BEGIN
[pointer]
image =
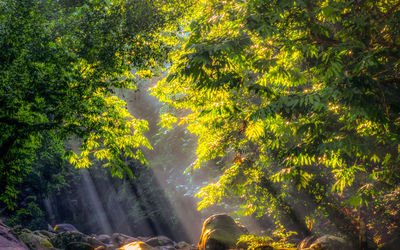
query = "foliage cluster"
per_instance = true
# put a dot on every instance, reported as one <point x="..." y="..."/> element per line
<point x="304" y="94"/>
<point x="61" y="62"/>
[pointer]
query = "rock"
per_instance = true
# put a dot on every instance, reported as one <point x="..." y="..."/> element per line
<point x="62" y="240"/>
<point x="306" y="242"/>
<point x="159" y="241"/>
<point x="119" y="239"/>
<point x="79" y="246"/>
<point x="45" y="233"/>
<point x="64" y="228"/>
<point x="8" y="241"/>
<point x="330" y="242"/>
<point x="34" y="240"/>
<point x="220" y="231"/>
<point x="104" y="238"/>
<point x="137" y="245"/>
<point x="394" y="244"/>
<point x="183" y="245"/>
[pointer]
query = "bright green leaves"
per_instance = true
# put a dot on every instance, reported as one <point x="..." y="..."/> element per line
<point x="60" y="65"/>
<point x="302" y="91"/>
<point x="117" y="135"/>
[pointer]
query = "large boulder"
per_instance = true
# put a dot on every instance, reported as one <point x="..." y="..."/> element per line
<point x="8" y="241"/>
<point x="62" y="240"/>
<point x="220" y="232"/>
<point x="79" y="246"/>
<point x="137" y="245"/>
<point x="330" y="242"/>
<point x="160" y="241"/>
<point x="119" y="239"/>
<point x="106" y="239"/>
<point x="34" y="240"/>
<point x="64" y="228"/>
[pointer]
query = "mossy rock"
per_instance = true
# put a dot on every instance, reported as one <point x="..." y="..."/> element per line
<point x="137" y="245"/>
<point x="220" y="231"/>
<point x="79" y="246"/>
<point x="62" y="240"/>
<point x="160" y="241"/>
<point x="34" y="241"/>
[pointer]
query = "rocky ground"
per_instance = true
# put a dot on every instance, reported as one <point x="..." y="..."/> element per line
<point x="219" y="232"/>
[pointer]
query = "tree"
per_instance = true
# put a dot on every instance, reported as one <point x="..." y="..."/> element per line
<point x="304" y="95"/>
<point x="61" y="62"/>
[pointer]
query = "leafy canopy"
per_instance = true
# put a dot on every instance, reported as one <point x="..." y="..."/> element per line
<point x="301" y="95"/>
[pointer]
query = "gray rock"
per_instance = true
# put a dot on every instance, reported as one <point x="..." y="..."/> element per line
<point x="8" y="241"/>
<point x="159" y="241"/>
<point x="119" y="239"/>
<point x="137" y="245"/>
<point x="106" y="239"/>
<point x="64" y="228"/>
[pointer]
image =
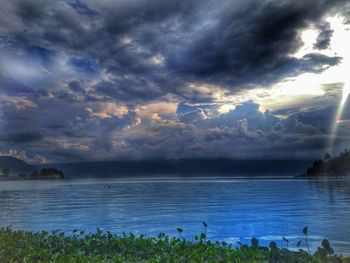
END
Return each line of the data that contains the string "query".

query = "foliage cluster"
query = "rock"
query = "bright green leaves"
query = "large boulder"
query = "mossy rock"
query = "rocky ground"
query = "tree"
query = "leafy canopy"
query = "gray rock"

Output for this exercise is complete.